## What to do
Each record should be written out exactly as it stands.

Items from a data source
^^^^

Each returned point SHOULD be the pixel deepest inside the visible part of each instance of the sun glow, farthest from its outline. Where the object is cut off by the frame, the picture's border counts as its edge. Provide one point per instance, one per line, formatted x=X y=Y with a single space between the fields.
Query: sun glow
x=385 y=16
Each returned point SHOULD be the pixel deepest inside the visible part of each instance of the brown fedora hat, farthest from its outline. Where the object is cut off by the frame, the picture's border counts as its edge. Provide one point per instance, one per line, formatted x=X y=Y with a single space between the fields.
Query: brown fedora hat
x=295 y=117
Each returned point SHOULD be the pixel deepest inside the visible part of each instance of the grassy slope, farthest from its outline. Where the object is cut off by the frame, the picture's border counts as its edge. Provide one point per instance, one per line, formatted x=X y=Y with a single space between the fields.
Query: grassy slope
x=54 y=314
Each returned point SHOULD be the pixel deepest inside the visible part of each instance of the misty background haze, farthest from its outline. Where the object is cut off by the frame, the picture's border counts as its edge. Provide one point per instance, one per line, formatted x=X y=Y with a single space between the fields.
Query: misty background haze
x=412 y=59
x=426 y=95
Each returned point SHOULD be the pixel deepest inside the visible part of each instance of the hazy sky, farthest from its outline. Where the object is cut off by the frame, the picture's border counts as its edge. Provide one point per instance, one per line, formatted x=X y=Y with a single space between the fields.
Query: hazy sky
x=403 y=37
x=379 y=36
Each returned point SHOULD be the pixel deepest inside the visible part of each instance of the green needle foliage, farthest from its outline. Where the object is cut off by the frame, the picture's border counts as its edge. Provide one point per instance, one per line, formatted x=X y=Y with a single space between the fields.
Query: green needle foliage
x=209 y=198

^^^^

## Response area
Each returned point SHOULD be the pixel deepest inside the visible part of each instance of the sun glow, farthest from its outline. Where the object is cut off by the frame, the picture's border counts as its edge. Provide one point per instance, one per line, formatted x=X y=Y with a single space between the fields.
Query: sun glow
x=385 y=16
Each returned point SHOULD be the pixel deepest inside the visible part of each instance of the brown fedora hat, farthest from its outline. Where the object is cut off by the frame, the picture's border counts as its edge. Provide one point per instance, one per line, formatted x=X y=Y with a single space between the fields.
Query: brown fedora hat
x=295 y=117
Each returned point SHOULD be the pixel deepest inside the visible part of each instance of the grassy slope, farthest from its outline. Where the object is cut off by the frame, the picture's border counts as its edge. Provide one point per instance, one per line, formatted x=X y=Y with a single space between the fields.
Query: grassy slope
x=54 y=314
Each returned point SHOULD be the pixel deepest inside the visible part of each instance of the misty background haze, farthest from its outline. Where the object is cut off by the frame, the picture's border counts as its edge. Provide one point per instance, one per line, formatted x=X y=Y with a single space between the fields.
Query: misty background haze
x=412 y=59
x=426 y=95
Each returned point SHOULD be the pixel deepest inside the visible part of each instance of the hazy sky, farthest from its outline. Where the object is cut off by the frame, the picture's border counts as its edge. Provide one point per instance, one per line, formatted x=X y=Y with a single space between the fields.
Query: hazy sky
x=403 y=37
x=379 y=36
Each returned point SHOULD be the pixel deepest inside the visible part of each instance of the green needle foliage, farthest from its outline. Where the object is cut off by the frame, the picture's border counts as its edge. Provide one point per instance, one per line, formatted x=X y=Y with a single space between the fields.
Query: green needle foliage
x=209 y=198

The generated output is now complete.